### Goal
How many lines in the data below contain the string "target"? Treat uppercase and lowercase letters as different, and reply with the number only.

Records from a dataset
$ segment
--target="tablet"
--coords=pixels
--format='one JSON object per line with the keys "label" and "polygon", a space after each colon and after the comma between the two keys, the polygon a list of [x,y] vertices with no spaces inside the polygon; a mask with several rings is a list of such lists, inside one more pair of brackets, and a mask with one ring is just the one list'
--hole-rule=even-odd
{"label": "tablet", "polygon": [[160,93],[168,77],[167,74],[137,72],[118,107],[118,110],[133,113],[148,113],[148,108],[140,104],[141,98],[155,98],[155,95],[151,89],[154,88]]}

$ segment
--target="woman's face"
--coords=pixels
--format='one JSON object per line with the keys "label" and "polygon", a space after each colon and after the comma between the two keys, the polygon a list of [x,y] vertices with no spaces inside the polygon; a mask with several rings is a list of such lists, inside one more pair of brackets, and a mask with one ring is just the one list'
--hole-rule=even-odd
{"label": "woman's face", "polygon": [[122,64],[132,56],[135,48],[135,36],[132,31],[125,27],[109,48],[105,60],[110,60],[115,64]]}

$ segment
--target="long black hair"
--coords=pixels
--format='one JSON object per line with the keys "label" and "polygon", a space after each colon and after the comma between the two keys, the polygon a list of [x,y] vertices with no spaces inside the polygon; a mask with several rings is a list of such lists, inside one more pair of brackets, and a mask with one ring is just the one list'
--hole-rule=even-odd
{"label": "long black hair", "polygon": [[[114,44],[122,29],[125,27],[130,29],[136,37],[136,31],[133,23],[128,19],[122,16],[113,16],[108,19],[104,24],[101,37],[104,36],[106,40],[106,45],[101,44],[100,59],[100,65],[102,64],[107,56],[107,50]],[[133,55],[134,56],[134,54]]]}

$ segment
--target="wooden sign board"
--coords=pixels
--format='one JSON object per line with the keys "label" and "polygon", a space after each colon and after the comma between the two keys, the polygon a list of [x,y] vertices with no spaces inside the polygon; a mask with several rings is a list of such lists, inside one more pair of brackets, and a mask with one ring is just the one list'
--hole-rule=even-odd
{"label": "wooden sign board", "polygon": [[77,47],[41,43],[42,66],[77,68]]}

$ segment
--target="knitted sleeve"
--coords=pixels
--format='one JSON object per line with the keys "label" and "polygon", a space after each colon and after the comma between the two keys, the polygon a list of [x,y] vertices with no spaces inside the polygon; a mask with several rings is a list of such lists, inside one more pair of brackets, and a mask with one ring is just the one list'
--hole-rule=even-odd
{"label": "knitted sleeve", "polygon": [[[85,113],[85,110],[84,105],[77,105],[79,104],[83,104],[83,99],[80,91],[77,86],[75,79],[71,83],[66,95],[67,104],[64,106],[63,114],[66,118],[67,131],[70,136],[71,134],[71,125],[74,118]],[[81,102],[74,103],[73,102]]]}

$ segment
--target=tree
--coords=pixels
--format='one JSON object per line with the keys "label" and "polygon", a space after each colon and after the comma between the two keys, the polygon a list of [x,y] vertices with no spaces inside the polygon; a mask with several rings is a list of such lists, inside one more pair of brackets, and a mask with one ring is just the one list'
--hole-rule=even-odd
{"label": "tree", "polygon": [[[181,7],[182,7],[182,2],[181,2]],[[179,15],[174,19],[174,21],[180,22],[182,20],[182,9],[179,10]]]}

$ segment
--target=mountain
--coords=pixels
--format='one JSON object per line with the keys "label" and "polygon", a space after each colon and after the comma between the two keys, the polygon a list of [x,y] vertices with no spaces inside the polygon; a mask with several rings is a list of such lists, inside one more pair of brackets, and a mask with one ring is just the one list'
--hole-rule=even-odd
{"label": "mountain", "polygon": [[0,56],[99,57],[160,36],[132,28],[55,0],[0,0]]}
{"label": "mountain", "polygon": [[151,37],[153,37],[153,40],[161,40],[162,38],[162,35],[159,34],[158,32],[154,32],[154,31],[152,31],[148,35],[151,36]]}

### Full output
7